> **REQUIRED ACTION**
The records below should be set down in full, please, without any change.

[Natural language region descriptions]
● ● ● ● ● ● ●

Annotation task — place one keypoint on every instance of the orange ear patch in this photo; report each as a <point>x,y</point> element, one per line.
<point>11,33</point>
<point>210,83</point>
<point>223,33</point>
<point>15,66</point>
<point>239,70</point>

● ● ● ● ● ● ●

> **EXERCISE RESULT**
Annotation task — place one keypoint on every instance of the orange ear patch in this photo; report each as a <point>x,y</point> element, one per line.
<point>11,33</point>
<point>210,83</point>
<point>223,33</point>
<point>15,66</point>
<point>239,70</point>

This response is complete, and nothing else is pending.